Prague, 3 February 1999 (RFE/RL) -- Western commentary continues to watch mesmerized as the Kosovo train accelerates toward what may be a crash.
DIE WELT: Disunity has always been the Albanians' curse
Commentator Boris Kalnoky writes from Budapest today in the German newspaper Die Welt that the main barrier to peace in Kosovo may be the Kosovar Albanians. He says: "History will be made in Kosovo this week. Just what it will be, though, is something that is largely in the hands of the province's ethnic Albanian population. By rising up together against Belgrade, they have attracted the interest and involvement of the international community, whose willingness to exert political pressure on their behalf could help the Kosovo Albanians gain a large measure of autonomy while rendering the Serbs militarily powerless in Kosovo.
"The Albanians' problem, however, is that while they have united to fight the Serbs, they have failed to unify on a way to proceed into an era of peace."

======

◆ To-do list:
(1) In the commentary on Kosovo, which city does Boris Kalnoky write from?
(2) Continue the commentary on Kosovo from its last sentence.

Photo object pointing records:
======

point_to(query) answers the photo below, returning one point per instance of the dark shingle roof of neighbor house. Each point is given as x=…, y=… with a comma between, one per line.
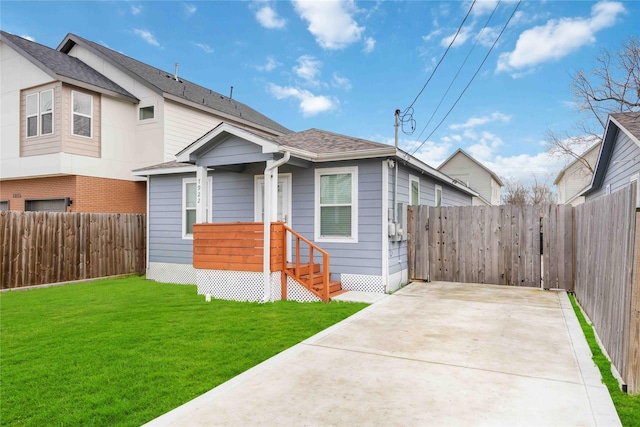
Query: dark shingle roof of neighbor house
x=164, y=82
x=323, y=142
x=59, y=65
x=629, y=123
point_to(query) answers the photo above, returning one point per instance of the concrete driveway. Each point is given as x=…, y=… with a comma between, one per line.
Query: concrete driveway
x=432, y=354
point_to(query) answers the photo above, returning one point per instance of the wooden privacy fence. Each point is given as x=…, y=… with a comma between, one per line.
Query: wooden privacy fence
x=498, y=245
x=51, y=247
x=607, y=279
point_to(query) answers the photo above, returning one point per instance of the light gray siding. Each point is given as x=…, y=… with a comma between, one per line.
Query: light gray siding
x=165, y=221
x=623, y=164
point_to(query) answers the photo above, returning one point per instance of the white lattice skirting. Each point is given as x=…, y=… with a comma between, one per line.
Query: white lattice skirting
x=362, y=282
x=183, y=274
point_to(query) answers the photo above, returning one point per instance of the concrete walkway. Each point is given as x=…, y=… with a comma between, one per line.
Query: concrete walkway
x=432, y=354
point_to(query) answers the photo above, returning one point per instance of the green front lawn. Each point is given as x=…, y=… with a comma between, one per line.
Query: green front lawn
x=628, y=406
x=124, y=351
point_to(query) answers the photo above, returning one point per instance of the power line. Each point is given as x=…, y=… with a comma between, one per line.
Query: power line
x=460, y=68
x=409, y=108
x=470, y=81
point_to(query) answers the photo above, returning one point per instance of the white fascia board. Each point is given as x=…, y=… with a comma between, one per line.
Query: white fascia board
x=220, y=113
x=267, y=146
x=165, y=171
x=434, y=172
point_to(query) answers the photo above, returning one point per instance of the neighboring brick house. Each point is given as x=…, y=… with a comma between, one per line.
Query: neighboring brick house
x=576, y=177
x=78, y=119
x=470, y=172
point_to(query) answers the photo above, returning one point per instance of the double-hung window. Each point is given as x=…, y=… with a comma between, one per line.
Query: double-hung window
x=39, y=113
x=82, y=114
x=414, y=190
x=336, y=204
x=189, y=204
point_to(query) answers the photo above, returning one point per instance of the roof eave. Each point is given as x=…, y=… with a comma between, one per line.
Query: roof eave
x=94, y=88
x=210, y=110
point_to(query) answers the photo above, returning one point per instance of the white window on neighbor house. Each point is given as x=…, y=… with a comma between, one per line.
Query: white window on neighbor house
x=82, y=114
x=336, y=204
x=147, y=112
x=189, y=204
x=414, y=190
x=39, y=113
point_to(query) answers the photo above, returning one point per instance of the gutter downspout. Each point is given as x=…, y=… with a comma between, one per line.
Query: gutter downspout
x=269, y=176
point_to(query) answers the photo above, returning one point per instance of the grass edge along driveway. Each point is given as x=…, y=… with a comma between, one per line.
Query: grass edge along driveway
x=124, y=351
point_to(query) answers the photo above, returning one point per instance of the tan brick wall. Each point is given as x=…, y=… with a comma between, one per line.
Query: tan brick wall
x=55, y=187
x=88, y=194
x=110, y=195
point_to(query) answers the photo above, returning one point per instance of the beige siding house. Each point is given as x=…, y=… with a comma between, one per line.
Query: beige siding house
x=84, y=112
x=576, y=177
x=470, y=172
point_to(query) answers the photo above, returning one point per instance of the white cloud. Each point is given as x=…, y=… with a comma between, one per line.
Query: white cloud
x=268, y=18
x=478, y=121
x=369, y=44
x=146, y=36
x=205, y=47
x=330, y=21
x=558, y=38
x=310, y=104
x=270, y=65
x=190, y=9
x=340, y=82
x=308, y=68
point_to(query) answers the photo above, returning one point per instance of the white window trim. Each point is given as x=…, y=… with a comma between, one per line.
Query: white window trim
x=40, y=112
x=90, y=116
x=183, y=205
x=155, y=113
x=353, y=170
x=28, y=116
x=435, y=196
x=412, y=179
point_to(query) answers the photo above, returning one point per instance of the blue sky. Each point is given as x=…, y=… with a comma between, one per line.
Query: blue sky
x=346, y=66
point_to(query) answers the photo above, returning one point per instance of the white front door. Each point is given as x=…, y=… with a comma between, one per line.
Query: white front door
x=284, y=203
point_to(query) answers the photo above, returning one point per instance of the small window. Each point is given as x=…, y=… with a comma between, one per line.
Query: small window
x=189, y=205
x=414, y=190
x=336, y=212
x=146, y=113
x=82, y=107
x=32, y=114
x=438, y=198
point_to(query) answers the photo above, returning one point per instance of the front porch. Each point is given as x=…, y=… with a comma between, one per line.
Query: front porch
x=233, y=262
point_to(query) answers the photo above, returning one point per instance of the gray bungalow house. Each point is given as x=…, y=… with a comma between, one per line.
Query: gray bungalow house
x=619, y=160
x=341, y=199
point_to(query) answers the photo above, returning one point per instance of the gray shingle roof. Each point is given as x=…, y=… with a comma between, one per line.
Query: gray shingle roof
x=164, y=82
x=58, y=64
x=323, y=142
x=630, y=121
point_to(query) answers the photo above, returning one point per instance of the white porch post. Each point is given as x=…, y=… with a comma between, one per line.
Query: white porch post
x=202, y=194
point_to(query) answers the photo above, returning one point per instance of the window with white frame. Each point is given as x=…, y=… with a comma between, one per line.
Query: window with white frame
x=39, y=113
x=336, y=204
x=82, y=114
x=146, y=113
x=189, y=205
x=414, y=190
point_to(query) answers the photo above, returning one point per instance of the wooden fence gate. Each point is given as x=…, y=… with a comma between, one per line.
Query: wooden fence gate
x=501, y=245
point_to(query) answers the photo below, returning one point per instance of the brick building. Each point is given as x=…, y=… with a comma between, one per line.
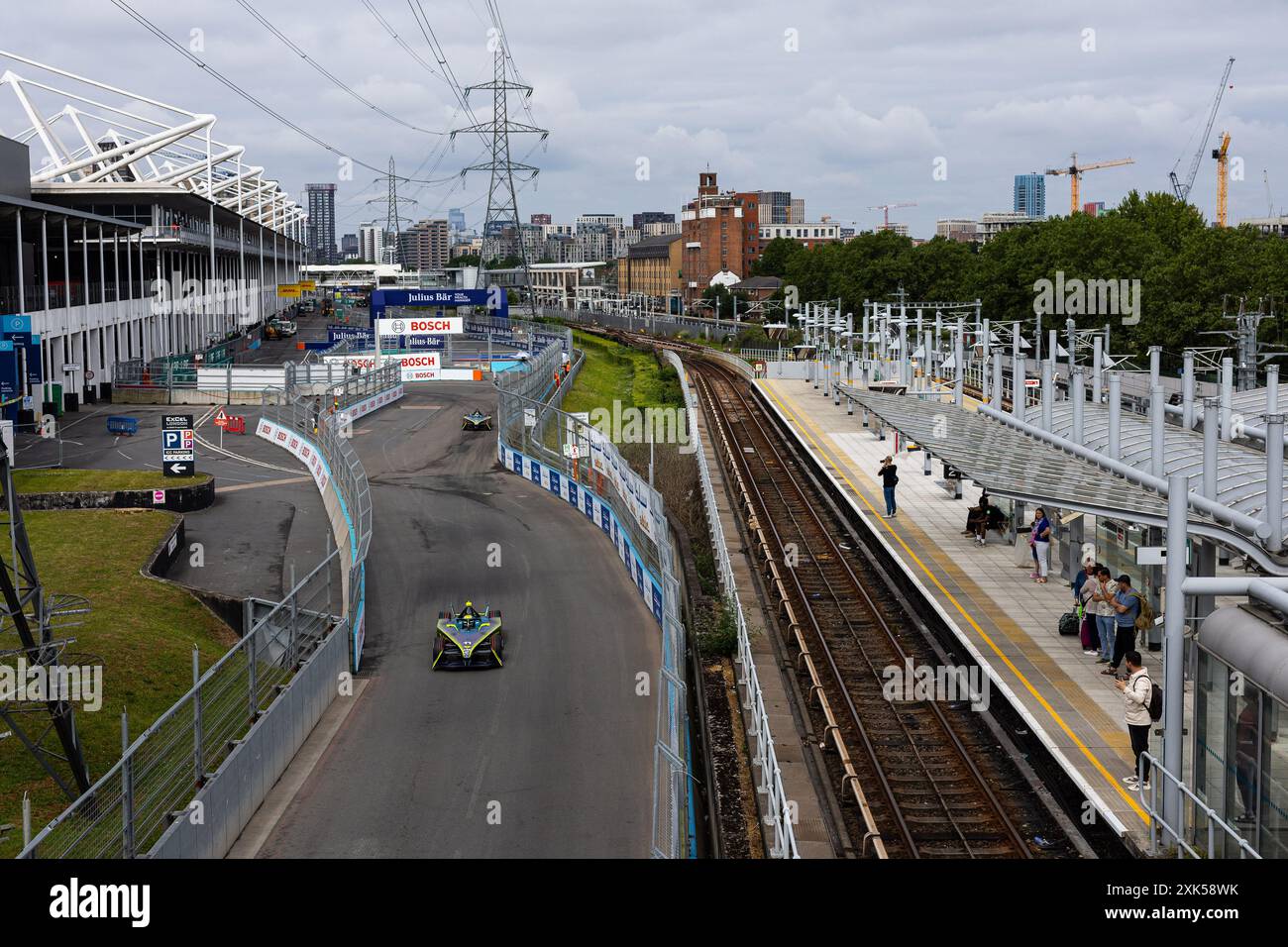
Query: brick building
x=720, y=232
x=425, y=247
x=652, y=266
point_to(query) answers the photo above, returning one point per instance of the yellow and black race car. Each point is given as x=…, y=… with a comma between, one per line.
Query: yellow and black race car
x=469, y=639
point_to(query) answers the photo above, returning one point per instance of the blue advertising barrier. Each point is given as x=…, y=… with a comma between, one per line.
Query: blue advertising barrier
x=645, y=579
x=494, y=300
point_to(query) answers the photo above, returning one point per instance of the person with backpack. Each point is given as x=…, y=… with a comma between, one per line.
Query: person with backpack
x=1107, y=618
x=1138, y=697
x=1041, y=541
x=1083, y=590
x=1131, y=611
x=889, y=474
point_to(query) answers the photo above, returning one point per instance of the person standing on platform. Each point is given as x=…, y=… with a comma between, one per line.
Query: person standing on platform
x=1083, y=587
x=1127, y=605
x=1041, y=540
x=1107, y=617
x=889, y=479
x=1137, y=690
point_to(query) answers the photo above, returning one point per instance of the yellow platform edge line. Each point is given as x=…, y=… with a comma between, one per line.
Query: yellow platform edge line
x=1086, y=751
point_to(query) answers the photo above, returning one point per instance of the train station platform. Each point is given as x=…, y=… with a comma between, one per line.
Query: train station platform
x=986, y=595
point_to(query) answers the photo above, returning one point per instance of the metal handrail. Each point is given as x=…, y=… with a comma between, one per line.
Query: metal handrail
x=1157, y=822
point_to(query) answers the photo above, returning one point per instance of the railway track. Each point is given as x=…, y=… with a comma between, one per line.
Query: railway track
x=927, y=776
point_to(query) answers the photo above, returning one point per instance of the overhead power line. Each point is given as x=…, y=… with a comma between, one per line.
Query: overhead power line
x=232, y=86
x=290, y=44
x=402, y=43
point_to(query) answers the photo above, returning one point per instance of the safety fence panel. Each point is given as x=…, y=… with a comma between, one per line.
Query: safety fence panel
x=778, y=809
x=317, y=429
x=128, y=810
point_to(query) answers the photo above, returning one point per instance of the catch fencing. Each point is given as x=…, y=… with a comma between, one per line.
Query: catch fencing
x=192, y=780
x=777, y=808
x=151, y=789
x=574, y=460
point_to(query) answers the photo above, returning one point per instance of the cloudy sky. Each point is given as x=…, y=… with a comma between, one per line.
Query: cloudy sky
x=844, y=103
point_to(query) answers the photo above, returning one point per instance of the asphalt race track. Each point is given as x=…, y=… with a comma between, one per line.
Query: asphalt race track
x=555, y=746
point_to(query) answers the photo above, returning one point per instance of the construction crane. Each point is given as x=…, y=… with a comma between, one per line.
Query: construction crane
x=1223, y=176
x=1074, y=170
x=888, y=208
x=1183, y=189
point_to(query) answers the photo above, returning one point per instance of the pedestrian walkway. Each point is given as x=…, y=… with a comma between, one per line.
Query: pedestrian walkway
x=1008, y=621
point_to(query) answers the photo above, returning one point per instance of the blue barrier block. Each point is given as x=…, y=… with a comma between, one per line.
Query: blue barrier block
x=121, y=424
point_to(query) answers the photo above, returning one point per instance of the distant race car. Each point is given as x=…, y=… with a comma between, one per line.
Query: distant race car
x=469, y=639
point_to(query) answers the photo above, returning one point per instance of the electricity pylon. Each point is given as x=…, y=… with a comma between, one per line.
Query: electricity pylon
x=393, y=219
x=501, y=197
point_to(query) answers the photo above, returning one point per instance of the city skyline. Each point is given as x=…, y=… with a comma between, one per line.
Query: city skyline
x=838, y=136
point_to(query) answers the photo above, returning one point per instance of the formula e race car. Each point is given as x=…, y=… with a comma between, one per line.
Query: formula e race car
x=469, y=639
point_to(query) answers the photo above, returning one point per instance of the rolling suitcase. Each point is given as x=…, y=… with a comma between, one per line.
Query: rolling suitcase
x=1069, y=622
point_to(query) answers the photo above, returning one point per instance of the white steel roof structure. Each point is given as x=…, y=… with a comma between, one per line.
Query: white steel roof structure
x=1013, y=463
x=1240, y=480
x=91, y=138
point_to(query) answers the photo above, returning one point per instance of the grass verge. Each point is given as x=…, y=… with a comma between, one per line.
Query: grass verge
x=141, y=630
x=63, y=480
x=619, y=372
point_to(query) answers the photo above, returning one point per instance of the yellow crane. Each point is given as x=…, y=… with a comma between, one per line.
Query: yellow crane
x=1074, y=170
x=1223, y=176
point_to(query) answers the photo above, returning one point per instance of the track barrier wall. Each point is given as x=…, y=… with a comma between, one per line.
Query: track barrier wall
x=778, y=810
x=584, y=468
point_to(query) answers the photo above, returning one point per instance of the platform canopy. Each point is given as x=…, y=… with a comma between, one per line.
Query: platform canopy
x=1010, y=463
x=1240, y=472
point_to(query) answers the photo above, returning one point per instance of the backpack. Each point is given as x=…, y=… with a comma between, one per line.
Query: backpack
x=1145, y=617
x=1155, y=699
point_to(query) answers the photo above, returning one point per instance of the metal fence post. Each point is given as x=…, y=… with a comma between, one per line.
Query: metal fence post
x=127, y=789
x=197, y=750
x=252, y=677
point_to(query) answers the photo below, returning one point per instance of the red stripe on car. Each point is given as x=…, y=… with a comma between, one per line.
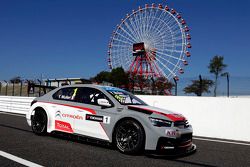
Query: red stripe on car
x=173, y=117
x=78, y=107
x=63, y=126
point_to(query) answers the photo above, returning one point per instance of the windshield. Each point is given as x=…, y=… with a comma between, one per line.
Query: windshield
x=125, y=98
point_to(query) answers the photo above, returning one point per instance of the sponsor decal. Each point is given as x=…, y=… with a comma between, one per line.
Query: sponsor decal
x=176, y=117
x=171, y=133
x=58, y=114
x=63, y=126
x=98, y=118
x=72, y=116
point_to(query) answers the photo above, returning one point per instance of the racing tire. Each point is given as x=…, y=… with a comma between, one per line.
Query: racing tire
x=129, y=137
x=39, y=122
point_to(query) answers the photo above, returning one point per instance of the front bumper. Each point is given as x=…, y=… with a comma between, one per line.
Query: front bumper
x=174, y=147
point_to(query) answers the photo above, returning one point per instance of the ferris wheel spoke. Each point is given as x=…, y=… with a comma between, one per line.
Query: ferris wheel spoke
x=123, y=36
x=157, y=60
x=177, y=58
x=174, y=65
x=122, y=41
x=135, y=27
x=138, y=25
x=126, y=32
x=164, y=39
x=162, y=51
x=132, y=30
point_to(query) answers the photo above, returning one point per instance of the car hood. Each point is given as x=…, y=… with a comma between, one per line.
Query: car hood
x=155, y=110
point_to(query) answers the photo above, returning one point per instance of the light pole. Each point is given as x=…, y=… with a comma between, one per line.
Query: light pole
x=227, y=75
x=175, y=81
x=200, y=91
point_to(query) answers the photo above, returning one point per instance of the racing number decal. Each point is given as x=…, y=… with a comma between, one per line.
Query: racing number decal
x=98, y=118
x=106, y=119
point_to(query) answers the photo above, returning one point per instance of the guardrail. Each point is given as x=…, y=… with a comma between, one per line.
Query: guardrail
x=225, y=118
x=15, y=104
x=216, y=117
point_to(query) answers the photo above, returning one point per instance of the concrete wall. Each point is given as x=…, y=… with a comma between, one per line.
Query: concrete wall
x=220, y=117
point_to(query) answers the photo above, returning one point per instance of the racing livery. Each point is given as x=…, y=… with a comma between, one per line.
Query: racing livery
x=113, y=115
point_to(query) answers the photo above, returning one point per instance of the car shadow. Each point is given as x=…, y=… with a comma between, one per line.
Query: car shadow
x=106, y=145
x=12, y=127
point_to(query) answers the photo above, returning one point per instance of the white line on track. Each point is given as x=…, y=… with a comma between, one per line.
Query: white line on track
x=19, y=115
x=19, y=160
x=222, y=141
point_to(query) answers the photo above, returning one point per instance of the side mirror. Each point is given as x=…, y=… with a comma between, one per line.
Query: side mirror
x=103, y=102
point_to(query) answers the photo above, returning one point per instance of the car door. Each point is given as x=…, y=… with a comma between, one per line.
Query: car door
x=64, y=108
x=94, y=115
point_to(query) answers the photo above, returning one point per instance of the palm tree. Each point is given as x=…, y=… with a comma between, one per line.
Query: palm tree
x=199, y=86
x=216, y=67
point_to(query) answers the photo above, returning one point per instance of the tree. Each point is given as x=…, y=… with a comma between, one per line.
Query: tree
x=15, y=80
x=216, y=67
x=198, y=87
x=102, y=76
x=163, y=86
x=119, y=77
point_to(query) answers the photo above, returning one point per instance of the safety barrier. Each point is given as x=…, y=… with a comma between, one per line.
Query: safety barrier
x=225, y=118
x=15, y=104
x=216, y=117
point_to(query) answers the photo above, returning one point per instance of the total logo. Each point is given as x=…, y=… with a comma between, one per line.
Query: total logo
x=60, y=115
x=63, y=126
x=172, y=133
x=72, y=116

======

◆ Per-task answers:
(1) Budapest

(2)
Kalnoky concludes: "At the moment when the door to their freedom is open a crack, and could be pushed wide open, the potential for historical deja vu cannot be dismissed: disunity has always been the Albanians' curse. It would be tragic if the way to a better future were blocked not only by the Serbs, but by the Kosovo Albanians themselves."
LOS ANGLES TIMES: There is open hostility between Kosovo's ethnic Albanians
Writing from Yugoslavia, in a Los Angeles Times news analysis, correspondent Paul Watson agrees that the ethnic Albanian leadership approaches a key switch point. He declares: "If NATO's threats force Kosovo's warring sides to start talking peace by Saturday's deadline, Serbs and ethnic Albanians won't be the only enemies sitting at the table. There is open hostility between Kosovo's ethnic Albanians themselves, most significantly between moderate political leaders such as Ibrahim Rugova and some guerrilla commanders who aren't in the mood to compromise with Serbs after 11 months of fighting."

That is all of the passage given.